▶ The problem
Write out the data in full, exactly as shown.

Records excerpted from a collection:
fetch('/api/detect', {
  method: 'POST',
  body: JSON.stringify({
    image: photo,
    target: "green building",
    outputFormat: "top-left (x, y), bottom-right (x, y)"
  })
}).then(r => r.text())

▶ Response area
fetch('/api/detect', {
  method: 'POST',
  body: JSON.stringify({
    image: photo,
    target: "green building",
    outputFormat: "top-left (x, y), bottom-right (x, y)"
  })
}).then(r => r.text())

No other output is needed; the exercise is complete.